> **What is asked**: Return the listing word for word, as given.
--- start Extracted entries ---
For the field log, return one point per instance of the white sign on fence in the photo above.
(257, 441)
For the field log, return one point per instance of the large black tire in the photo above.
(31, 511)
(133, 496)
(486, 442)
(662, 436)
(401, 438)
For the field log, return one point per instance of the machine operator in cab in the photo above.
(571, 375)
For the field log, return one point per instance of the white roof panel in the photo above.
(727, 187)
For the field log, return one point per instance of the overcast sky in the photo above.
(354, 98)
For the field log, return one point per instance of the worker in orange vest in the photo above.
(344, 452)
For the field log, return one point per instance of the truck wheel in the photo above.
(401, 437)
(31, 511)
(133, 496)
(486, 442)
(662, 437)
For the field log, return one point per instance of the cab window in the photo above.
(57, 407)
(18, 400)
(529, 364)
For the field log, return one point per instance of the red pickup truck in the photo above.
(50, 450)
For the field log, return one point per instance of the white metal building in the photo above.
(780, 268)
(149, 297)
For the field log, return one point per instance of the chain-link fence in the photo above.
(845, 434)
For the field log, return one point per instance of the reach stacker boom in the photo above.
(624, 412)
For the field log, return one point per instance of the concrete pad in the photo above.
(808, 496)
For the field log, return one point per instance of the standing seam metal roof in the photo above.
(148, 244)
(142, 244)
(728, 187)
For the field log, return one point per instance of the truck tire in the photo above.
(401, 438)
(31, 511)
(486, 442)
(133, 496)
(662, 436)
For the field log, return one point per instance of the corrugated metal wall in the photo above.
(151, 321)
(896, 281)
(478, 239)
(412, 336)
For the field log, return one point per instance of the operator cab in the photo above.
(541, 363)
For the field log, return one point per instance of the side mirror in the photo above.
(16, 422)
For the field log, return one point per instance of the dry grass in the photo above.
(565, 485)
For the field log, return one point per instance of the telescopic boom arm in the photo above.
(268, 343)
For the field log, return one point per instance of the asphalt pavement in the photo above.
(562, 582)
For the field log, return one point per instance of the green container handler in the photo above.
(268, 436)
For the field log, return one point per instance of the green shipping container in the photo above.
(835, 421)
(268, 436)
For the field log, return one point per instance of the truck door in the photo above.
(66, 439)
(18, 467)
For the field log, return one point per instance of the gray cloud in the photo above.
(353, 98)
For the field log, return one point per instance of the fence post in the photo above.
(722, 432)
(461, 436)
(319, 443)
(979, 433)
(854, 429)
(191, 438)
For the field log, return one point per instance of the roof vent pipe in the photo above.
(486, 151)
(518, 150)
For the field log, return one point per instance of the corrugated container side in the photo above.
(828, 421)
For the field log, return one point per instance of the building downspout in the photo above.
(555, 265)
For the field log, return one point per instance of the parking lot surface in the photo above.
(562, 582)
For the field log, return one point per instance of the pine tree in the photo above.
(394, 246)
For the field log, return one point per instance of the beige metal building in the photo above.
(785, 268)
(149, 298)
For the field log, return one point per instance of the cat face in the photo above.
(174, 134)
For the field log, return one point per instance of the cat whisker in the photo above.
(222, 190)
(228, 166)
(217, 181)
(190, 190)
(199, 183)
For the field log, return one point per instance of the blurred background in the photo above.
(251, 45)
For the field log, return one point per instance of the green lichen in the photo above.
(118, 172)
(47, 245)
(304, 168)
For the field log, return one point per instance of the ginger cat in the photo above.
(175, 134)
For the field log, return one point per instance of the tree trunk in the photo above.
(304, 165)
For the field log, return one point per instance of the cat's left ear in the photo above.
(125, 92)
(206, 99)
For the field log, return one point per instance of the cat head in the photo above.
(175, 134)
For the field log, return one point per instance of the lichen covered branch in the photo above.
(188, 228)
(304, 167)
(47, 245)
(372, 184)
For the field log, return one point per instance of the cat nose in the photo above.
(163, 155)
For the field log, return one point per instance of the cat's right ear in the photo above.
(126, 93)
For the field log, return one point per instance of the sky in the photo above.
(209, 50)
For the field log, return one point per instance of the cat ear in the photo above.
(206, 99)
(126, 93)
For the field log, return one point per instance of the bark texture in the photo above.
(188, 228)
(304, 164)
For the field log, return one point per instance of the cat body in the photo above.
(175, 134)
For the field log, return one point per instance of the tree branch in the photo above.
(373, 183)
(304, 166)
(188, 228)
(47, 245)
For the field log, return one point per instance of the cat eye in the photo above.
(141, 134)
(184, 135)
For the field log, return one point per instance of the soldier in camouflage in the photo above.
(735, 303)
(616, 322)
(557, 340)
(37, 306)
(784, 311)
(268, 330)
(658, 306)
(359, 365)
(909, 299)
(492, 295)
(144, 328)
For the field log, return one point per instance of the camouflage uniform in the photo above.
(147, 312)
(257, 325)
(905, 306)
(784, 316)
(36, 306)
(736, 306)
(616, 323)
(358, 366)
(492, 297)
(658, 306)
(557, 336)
--- end Extracted entries ---
> **Exercise output**:
For the field log, return one point per instance of the white sign on fence in the photo above.
(257, 441)
For the field log, return one point per instance of the large black tire in the photo above.
(31, 511)
(133, 496)
(486, 442)
(662, 436)
(401, 438)
For the field log, return one point per instance of the machine operator in cab in the photo above.
(571, 375)
For the field log, return one point per instance of the white roof panel in the photo above.
(727, 187)
For the field log, return one point per instance of the overcast sky in the photo above.
(354, 98)
For the field log, return one point per instance of the worker in orange vest in the photo above.
(344, 452)
For the field log, return one point per instance of the truck wheel in the photo above.
(401, 437)
(31, 511)
(133, 496)
(486, 442)
(662, 437)
For the field log, return one point per instance of the cab window in the photo above.
(57, 407)
(18, 400)
(529, 364)
For the field log, return one point per instance of the red pickup truck in the photo above.
(50, 450)
For the field log, return one point per instance of the white metal building in the photo above.
(780, 268)
(149, 297)
For the field log, return one point per instance of the chain-link fence in the photo above.
(845, 434)
For the field log, return one point per instance of the reach stacker boom in the photo above.
(624, 412)
For the field log, return one point per instance of the concrete pad in the photo above.
(808, 496)
For the field log, return one point per instance of the standing seam metal roof in the photo above.
(148, 244)
(142, 244)
(728, 187)
For the field log, return one point per instance of the truck tire in the photo above.
(401, 438)
(31, 511)
(486, 442)
(133, 496)
(662, 436)
For the field log, return one point per instance of the corrugated metal wall in the photo above.
(151, 321)
(896, 281)
(478, 239)
(412, 336)
For the field log, return one point per instance of the operator cab in the photo above.
(541, 363)
For the field log, return one point per instance of the side mirror in the photo above.
(16, 422)
For the field log, return one point per instance of the dry grass in the photo above.
(565, 485)
For the field log, return one point per instance of the telescopic boom arm in the photo above.
(268, 343)
For the field log, return one point per instance of the asphalt pavement in the photo above.
(562, 582)
For the field log, return one point per instance of the green container handler in the photo above.
(268, 436)
For the field log, return one point per instance of the green shipping container in the photo above.
(835, 421)
(268, 436)
For the field log, return one point per instance of the truck door in the photo above.
(66, 439)
(18, 467)
For the field log, return one point per instance of the gray cloud in the photo above.
(353, 98)
For the field log, return one point per instance of the fence post in the photo above.
(722, 432)
(461, 436)
(319, 443)
(979, 433)
(854, 429)
(191, 438)
For the field log, return one point per instance of the roof vent pipe in the photo above.
(486, 151)
(518, 150)
For the field log, return one point per instance of the corrugated container side in the photo above.
(828, 421)
For the field log, return one point per instance of the building downspout in the photo above.
(555, 265)
For the field log, return one point per instance of the parking lot surface in the photo above.
(562, 582)
For the field log, return one point per instance of the pine tree in the photo above.
(394, 246)
For the field log, return one point per instance of the beige metal building in the photo above.
(785, 268)
(149, 298)
For the field log, return one point per instance of the cat face in the photo above.
(174, 134)
For the field log, return one point per instance of the cat whisker in the photo above.
(222, 190)
(228, 166)
(217, 181)
(190, 190)
(199, 183)
For the field log, return one point per instance of the blurred background in the photo above.
(251, 45)
For the field log, return one point per instance of the green lichen in the photo above.
(118, 172)
(47, 245)
(304, 168)
For the field log, return one point per instance of the ginger cat in the photo above.
(175, 134)
For the field log, return one point per instance of the tree trunk in the photo above.
(304, 165)
For the field log, return one point per instance of the cat's left ear in the photo above.
(125, 92)
(206, 99)
For the field log, return one point per instance of the cat head in the photo above.
(175, 134)
For the field log, return one point per instance of the lichen covered branch in the photo above.
(188, 228)
(304, 167)
(47, 245)
(372, 184)
For the field log, return one point per instance of the cat nose in the photo above.
(163, 155)
For the field log, return one point per instance of the cat's right ear in the photo above.
(126, 93)
For the field log, return one point per instance of the sky in the photo above.
(209, 50)
For the field log, return one point per instance of the cat ear in the photo above.
(206, 99)
(126, 93)
For the field log, return one point per instance of the bark texture in the photo above.
(188, 228)
(304, 164)
For the field log, return one point per instance of the cat body in the photo above.
(175, 134)
For the field log, return one point per instance of the tree branch in the photo above.
(373, 183)
(304, 166)
(188, 228)
(47, 245)
For the field log, return one point per instance of the cat eye in the photo above.
(141, 134)
(184, 135)
For the field log, return one point per instance of the soldier in camouflage in the photo above.
(735, 303)
(616, 322)
(557, 340)
(37, 306)
(784, 311)
(268, 330)
(658, 306)
(359, 365)
(909, 299)
(492, 295)
(144, 328)
For the field log, return one point per instance of the camouflage uniform in the photo above.
(147, 312)
(257, 325)
(905, 306)
(784, 316)
(36, 306)
(736, 306)
(616, 323)
(358, 366)
(492, 297)
(658, 306)
(557, 336)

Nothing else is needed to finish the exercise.